Aim of the exercise:
Shift every coordinate in the answers by adding 59 to each number. Then write out all lines from the line containing "Where can the donkey's" through the end of the records, requests included, and nothing else.

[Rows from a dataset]
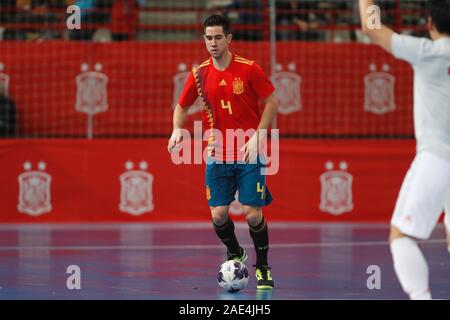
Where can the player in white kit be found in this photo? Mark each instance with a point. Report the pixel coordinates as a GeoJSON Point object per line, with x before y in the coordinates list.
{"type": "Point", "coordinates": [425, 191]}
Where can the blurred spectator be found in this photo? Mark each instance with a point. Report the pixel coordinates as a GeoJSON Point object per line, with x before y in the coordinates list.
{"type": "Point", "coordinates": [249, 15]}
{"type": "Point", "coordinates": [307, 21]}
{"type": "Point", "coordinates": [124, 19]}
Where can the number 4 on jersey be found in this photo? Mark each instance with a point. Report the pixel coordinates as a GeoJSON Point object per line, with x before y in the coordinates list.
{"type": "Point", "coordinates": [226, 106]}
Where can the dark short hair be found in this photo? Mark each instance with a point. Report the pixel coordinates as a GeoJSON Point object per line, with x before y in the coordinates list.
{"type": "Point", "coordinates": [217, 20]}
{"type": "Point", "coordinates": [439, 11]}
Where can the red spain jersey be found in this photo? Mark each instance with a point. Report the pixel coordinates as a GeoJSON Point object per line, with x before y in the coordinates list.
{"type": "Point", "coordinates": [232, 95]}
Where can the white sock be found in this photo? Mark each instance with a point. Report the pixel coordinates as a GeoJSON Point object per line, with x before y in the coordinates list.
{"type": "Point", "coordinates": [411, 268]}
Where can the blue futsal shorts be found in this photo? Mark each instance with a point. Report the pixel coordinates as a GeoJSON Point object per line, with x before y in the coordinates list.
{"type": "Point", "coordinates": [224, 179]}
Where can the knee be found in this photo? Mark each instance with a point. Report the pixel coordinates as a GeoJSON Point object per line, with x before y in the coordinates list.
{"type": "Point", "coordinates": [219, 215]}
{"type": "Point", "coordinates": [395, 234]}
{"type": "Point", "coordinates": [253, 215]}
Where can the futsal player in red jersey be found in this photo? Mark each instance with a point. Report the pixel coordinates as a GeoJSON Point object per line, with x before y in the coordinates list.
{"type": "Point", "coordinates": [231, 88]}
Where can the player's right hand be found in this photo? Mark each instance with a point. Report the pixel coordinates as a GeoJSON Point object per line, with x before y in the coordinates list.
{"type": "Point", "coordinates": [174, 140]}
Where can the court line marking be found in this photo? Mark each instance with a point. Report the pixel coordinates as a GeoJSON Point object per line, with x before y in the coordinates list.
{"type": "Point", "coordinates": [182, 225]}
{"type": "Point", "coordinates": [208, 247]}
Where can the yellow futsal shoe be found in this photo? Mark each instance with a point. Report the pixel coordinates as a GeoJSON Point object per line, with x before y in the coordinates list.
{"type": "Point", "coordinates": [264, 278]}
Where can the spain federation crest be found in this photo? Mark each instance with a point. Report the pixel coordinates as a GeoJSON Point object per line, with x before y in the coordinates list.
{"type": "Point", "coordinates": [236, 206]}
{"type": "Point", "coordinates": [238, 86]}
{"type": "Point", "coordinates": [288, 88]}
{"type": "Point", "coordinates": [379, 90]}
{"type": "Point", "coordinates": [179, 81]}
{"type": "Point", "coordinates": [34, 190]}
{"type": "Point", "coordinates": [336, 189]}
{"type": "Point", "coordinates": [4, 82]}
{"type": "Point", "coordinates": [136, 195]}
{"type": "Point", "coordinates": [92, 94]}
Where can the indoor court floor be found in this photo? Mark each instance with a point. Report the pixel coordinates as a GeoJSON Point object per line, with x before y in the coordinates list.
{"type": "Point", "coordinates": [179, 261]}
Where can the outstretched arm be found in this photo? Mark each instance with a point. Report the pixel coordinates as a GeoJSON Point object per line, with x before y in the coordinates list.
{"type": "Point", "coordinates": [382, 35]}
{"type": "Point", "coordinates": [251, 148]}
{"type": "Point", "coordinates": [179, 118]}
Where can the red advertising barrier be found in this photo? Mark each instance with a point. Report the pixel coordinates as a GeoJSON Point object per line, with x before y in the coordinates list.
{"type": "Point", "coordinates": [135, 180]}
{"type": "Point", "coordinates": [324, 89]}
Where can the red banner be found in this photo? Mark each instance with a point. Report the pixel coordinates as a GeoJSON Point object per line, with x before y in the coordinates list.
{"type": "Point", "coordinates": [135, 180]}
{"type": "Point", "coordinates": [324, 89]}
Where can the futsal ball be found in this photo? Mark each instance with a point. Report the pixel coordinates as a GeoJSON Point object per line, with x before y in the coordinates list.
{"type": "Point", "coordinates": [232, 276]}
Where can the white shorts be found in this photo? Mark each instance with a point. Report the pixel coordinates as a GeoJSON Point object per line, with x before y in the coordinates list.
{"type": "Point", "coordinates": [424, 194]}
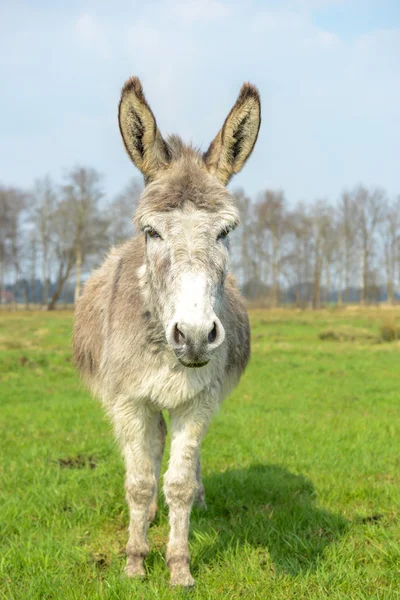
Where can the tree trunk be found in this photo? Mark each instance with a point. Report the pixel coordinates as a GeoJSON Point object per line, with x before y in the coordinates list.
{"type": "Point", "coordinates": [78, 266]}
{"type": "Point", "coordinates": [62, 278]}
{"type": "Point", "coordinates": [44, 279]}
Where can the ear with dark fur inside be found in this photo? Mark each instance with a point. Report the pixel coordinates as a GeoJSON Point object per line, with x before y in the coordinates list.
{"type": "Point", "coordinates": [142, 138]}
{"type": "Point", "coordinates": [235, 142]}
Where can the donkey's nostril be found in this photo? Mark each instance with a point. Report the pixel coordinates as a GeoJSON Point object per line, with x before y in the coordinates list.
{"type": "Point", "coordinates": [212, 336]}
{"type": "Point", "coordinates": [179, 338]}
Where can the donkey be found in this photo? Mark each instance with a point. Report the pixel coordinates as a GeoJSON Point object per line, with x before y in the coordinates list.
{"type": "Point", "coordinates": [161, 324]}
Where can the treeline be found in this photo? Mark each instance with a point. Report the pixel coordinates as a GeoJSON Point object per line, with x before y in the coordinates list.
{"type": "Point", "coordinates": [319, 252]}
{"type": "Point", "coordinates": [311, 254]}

The output:
Where can the donkey's nostril be found in this photo? Mark each instance with a point. Report the pixel coordinates as a GeoJSON Point object per line, with x before y in the coordinates list.
{"type": "Point", "coordinates": [271, 395]}
{"type": "Point", "coordinates": [238, 397]}
Where can the donkey be found in this photo? Mark each instance with a point. Report the pixel coordinates as a GeoJSON Point object per line, with x before y in the coordinates list.
{"type": "Point", "coordinates": [220, 383]}
Where can the treeline be found in this photo? Mark each instance with a point. Report the pixel coordinates as a GeoJSON Point object per line, with x before y in the coordinates list.
{"type": "Point", "coordinates": [378, 311]}
{"type": "Point", "coordinates": [370, 313]}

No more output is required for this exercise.